If you haven't already read it I would recommend "The Electra Story" by Robert Serling (yes, Rod of The Twilight Zone's brother). Robert Serling wrote some pretty readable aviation books back in the 60's and 70's and The Electra Story was entertaining for me - particularly when discussing how they went about testing the fix - thrilling. Starring Tony LeVier and "Fish" Salmon - absolute studs. Anyway - you and anyone else might enjoy the book.


Anytime an aviation accident comes up, my mom tells me that I need to watch "mr honey", which I have surmised is actually called "No Highway in the Sky". I have never taken her up on her wish, but maybe it is interesting. Jimmy Stewart was an actual aviator after all. She turns 80 in a few months. I have a feeling that her generation will be the last who have nostalgia for the studebaker and movies like this.
 
The interesting thing about the A model Hercs and how they ended up in the air tanker contractor fleet, was an interesting story from Arizona history, that ended up in a federal indictment of two men involved in the program. One from the USFS aviation division and another who was an aircraft broker.

The infamous USFS Museum Trade program where old WWII to Vietnam contractor planes used for firefighting, such as the C-119, C-54, B-17, etc, were being traded to the USAF museum by a few contractors, who would get in trade, C-130As, and in the case of a Aero Union in CA, P-3A Orions. These turboprop planes were a first, at the time in 1987/88, to come on line to replace the old recip powered firefighting fleet planes that were getting very long in the tooth. The problem was, that the USFS was to retain overall title to the planes, but they would be flown and maintained by the contract companies. The two principals involved however, were transferring title to themselves and to these companies, in exchange for cash payments. These same companies, including one here in AZ where numerous of their A models are stored at Coolidge, were illegally using the planes for profit in non firefighting roles such as hauling cargo around Saudi and Kuwait during the 1991 Gulf War. One of the C-130As was caught hauling drugs between Mexico and Arizona. I still remember this whole scandal going on as it was happening, since it was big and local aviation news back in the late 1980s and early 1990s.

In the case of the C-130As, there was no operating or fatigue analyses done, because the assumption was that since the USAF Reserve and Air National Guard was operating the C-130E/H in the Modular Airborne Firefighting System (MAFFS) role, that these A model -130s could just be engineered with tanks and do the same thing; even though MAFFS….a portable slide-in tank, and the permanent tanks the A models would get…..were two completely different systems. Also, there is a reason these A models were in the boneyard at Tucson when they were acquired by the USFS: because they were 1956/57 models that were essentially timed out from a life of assault landings, airdrops and every other higher airframe stress mission that these birds undertook over 20+ years of service including the Vietnam war.

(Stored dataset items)
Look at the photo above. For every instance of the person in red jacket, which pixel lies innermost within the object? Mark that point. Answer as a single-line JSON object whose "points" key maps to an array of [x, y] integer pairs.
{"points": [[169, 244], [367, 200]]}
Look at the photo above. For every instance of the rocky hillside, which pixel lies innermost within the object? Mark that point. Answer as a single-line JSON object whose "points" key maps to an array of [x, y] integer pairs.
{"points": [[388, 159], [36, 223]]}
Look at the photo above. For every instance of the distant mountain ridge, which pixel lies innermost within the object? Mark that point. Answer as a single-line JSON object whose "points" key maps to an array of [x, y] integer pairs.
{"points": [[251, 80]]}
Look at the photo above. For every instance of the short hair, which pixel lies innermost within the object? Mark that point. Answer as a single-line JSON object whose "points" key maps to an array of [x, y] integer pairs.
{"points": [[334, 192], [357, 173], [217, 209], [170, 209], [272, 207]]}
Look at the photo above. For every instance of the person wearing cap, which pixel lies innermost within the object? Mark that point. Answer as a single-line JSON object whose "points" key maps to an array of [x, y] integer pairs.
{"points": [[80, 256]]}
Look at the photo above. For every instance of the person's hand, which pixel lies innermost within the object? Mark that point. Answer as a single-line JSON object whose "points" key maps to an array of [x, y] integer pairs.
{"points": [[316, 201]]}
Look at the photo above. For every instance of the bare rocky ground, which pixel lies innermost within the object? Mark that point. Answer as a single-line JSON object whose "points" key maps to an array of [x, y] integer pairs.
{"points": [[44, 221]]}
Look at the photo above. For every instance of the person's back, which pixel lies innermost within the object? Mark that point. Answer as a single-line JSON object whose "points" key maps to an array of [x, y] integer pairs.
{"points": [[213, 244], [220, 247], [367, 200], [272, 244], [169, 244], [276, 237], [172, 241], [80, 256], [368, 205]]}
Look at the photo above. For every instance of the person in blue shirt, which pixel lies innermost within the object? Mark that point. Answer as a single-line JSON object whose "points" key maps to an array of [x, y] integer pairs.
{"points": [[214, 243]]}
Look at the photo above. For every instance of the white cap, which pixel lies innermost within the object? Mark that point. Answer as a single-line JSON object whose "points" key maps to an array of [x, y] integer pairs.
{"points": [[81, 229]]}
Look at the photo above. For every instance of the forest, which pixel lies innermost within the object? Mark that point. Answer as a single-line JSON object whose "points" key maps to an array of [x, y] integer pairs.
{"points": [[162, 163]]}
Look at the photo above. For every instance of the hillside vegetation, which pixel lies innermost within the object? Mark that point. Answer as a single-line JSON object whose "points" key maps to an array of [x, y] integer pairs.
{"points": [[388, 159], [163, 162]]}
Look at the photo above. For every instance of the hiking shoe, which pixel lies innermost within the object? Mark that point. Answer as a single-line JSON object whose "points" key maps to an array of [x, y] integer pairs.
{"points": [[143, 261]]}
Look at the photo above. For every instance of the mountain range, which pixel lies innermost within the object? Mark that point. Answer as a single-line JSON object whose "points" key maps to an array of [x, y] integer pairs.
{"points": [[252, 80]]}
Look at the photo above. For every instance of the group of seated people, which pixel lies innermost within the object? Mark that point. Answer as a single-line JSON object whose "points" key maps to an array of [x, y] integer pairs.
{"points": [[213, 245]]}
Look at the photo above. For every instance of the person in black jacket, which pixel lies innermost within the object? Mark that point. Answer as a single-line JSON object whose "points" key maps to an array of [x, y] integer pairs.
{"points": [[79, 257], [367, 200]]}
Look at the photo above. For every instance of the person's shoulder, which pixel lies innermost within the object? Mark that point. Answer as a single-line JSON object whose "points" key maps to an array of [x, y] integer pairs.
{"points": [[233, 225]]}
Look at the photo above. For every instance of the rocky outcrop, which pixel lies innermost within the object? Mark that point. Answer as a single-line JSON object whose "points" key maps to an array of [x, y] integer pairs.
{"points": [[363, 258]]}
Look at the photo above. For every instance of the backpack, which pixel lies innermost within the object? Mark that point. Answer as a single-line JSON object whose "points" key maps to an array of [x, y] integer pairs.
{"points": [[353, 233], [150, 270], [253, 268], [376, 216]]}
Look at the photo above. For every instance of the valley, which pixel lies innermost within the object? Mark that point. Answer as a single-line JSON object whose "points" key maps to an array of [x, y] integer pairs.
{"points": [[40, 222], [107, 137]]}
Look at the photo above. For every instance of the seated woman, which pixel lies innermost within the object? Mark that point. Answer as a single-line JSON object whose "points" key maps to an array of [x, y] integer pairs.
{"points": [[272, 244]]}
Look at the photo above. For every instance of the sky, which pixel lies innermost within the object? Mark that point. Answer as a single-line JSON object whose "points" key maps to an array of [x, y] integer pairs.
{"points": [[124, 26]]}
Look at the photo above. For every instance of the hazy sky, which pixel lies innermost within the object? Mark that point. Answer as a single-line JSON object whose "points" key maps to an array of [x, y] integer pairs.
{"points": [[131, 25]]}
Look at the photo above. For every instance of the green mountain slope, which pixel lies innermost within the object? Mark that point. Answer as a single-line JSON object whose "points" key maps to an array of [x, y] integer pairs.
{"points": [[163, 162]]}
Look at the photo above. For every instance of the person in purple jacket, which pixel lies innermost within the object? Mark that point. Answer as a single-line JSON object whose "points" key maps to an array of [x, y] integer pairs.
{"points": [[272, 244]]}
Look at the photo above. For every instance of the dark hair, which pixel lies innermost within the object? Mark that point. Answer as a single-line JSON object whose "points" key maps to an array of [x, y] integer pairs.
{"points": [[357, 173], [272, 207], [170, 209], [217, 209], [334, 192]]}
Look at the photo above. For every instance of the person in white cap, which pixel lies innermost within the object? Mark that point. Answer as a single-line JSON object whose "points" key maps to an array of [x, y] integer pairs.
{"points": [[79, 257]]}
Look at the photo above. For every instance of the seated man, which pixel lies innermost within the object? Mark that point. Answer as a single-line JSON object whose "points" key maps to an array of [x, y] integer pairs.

**Instructions**.
(1) From the aviation post, copy the passage that begins at the words "If you haven't" and ends after the words "enjoy the book.".
(2) According to the aviation post, what model years were the A model C-130s in the Tucson boneyard?

**Outputs in order**.
(1)
If you haven't already read it I would recommend "The Electra Story" by Robert Serling (yes, Rod of The Twilight Zone's brother). Robert Serling wrote some pretty readable aviation books back in the 60's and 70's and The Electra Story was entertaining for me - particularly when discussing how they went about testing the fix - thrilling. Starring Tony LeVier and "Fish" Salmon - absolute studs. Anyway - you and anyone else might enjoy the book.

(2) They were 1956/57 models.